## [Trecho]
O estado integracionista, de “bem estar social”, que vigorou no pós-Segunda Guerra Mundial através do fordismo, imperialismo oligopolista transnacional e de uma ampla política de assistência social, foi produto das lutas sociais que agitaram o mundo a partir do início do século 20. Tais lutas se manifestaram nas diversas tentativas de revolução socialista e ações radicais, desde a Rússia de 1905, sua primeira manifestação, passando pelas tentativas de revolução em vários países (Alemanha, Hungria, Itália, etc.) até a Guerra Civil Espanhola de 1936, processo que afetou toda a Europa, e, em menor grau, países de outros continentes. O que possibilitou esta política de assistência social ampla foi, por um lado, a implantação do fordismo enquanto forma de organização do trabalho – que possibilitou o aumento de produtividade e incentivou o sistema de crédito; por outro, a expansão oligopolista transnacional – que proporcionou uma enorme transferência de mais-valor dos países capitalistas subordinados para os países capitalistas imperialistas, através das empresas transnacionais instaladas, tal como a remessa de lucro, os royalties, etc.
Porém, este regime de acumulação acabou entrando em crise nos anos 60, com a ascensão das lutas sociais e queda da taxa de lucro (Viana, 2003; Young, 2002; Viana, 2007). As lutas operárias e estudantis na Europa, tal como na França, Itália, Alemanha; ao lado do movimento de contracultura, ascensão de movimentos sociais (feminismo, movimento negro, etc.), estavam ligadas ao processo geral de queda da taxa de lucro que ocorreu no final dos anos 60. Isto ocorre pelo motivo de que a dificuldade da acumulação capitalista gera ações estatais, dificuldades financeiras, processos sociais e estes atingem diretamente a população. O caso francês esteve ligado ao problema da perda das colônias, a explosão do acesso ao ensino superior convivendo com pouca expectativa de absorção pelo mercado de trabalho, etc. O caso norte-americano esteve ligado à dificuldade do processo de acumulação, que gerou a necessidade de reaquecer a indústria bélica e inaugurar uma nova guerra, no caso a do Vietnã. Um amplo movimento grevista se espalhou pelos países do bloco imperialista e reforçou mais ainda as dificuldades da acumulação capitalista:
“No período 1968-73 houve um aumento significativo (em comparação com o período 1960-1967) do número de indivíduos, por mil trabalhadores não-agrícolas, que participaram de greves na Itália, Austrália, França, Finlândia, Nova Zelândia, Reino Unido, Japão, Estados Unidos, Islândia, Canadá, Bélgica, Dinamarca, Suécia, Alemanha, Holanda” (Navarro, 1995, p. 91).
Em geral, o declínio da taxa de lucro compromete as ações estatais e provoca processos de corrosão das bases da acumulação que, por sua vez, afetam diretamente a população. Esta, por sua vez, reage, e ao exigir melhorias nas condições de vida e realizar ações e greves, acaba, junto com os movimentos sociais, criando uma dificuldade adicional para a acumulação capitalista, já que o nível da acumulação cai com as greves e as concessões.

## [Material]
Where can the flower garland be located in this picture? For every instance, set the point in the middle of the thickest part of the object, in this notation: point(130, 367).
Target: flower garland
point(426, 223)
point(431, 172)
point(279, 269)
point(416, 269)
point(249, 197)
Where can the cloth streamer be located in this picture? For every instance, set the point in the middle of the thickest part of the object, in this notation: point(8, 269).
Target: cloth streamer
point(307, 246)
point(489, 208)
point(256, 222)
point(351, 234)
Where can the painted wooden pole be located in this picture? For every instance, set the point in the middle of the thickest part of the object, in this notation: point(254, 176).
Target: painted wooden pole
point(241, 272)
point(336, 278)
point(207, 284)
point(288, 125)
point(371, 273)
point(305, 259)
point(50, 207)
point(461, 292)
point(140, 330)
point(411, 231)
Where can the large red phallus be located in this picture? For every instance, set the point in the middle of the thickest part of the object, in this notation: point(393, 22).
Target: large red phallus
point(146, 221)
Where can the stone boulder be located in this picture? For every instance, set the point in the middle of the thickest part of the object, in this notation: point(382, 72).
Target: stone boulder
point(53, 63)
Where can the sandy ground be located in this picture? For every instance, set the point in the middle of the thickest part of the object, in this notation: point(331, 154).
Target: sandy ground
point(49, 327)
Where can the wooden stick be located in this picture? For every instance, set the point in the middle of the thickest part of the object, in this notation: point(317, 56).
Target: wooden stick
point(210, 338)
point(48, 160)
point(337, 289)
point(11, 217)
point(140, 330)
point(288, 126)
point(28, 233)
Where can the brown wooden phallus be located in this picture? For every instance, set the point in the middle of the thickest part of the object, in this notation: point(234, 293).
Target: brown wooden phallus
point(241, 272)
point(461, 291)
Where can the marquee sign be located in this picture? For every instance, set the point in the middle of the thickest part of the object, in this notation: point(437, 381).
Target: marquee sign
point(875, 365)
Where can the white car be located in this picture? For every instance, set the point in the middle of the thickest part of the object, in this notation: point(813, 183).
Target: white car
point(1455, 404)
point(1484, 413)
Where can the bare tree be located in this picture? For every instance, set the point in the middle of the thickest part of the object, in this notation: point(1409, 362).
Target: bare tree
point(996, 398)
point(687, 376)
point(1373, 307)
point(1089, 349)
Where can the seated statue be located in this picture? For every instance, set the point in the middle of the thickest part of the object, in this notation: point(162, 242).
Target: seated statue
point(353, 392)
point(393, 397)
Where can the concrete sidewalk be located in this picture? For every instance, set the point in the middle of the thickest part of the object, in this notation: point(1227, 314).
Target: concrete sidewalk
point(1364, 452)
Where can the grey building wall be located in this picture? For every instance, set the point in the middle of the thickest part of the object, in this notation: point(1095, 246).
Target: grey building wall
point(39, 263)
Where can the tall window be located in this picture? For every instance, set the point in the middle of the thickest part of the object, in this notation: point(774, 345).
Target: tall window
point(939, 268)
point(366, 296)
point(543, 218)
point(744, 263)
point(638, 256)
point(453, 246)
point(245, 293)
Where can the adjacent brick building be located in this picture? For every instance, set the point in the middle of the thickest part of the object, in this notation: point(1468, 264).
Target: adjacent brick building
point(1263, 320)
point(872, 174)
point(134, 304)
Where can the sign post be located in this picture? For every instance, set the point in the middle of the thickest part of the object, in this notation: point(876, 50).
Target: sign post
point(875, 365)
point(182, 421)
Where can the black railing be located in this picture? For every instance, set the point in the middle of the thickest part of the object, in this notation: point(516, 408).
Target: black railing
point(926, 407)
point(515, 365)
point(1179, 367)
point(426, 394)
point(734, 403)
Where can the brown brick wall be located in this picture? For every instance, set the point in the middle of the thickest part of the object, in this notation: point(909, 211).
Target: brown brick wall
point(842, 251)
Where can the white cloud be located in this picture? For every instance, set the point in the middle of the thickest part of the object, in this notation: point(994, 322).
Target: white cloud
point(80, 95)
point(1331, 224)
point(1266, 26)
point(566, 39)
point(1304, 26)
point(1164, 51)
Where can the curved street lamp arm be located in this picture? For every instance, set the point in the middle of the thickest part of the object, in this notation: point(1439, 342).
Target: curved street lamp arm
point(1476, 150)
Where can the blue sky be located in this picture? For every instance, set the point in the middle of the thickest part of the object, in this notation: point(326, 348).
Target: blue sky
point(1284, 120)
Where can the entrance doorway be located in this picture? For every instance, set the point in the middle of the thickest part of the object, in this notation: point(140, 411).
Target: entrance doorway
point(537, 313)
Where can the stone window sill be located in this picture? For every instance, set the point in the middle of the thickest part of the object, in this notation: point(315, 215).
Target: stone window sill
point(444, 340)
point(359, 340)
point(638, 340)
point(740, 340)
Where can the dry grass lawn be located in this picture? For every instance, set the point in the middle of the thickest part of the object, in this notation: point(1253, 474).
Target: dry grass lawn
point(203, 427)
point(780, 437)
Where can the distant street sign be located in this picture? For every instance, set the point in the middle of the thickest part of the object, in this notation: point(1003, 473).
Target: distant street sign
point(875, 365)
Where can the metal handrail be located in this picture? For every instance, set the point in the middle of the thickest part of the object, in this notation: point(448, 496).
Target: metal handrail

## [Enunciado da tarefa]
Transcreva do trecho sobre o Estado de bem-estar social a passagem que começa em "Em geral, o" e prossegue até "e as concessões.".

## [Resposta]
Em geral, o declínio da taxa de lucro compromete as ações estatais e provoca processos de corrosão das bases da acumulação que, por sua vez, afetam diretamente a população. Esta, por sua vez, reage, e ao exigir melhorias nas condições de vida e realizar ações e greves, acaba, junto com os movimentos sociais, criando uma dificuldade adicional para a acumulação capitalista, já que o nível da acumulação cai com as greves e as concessões.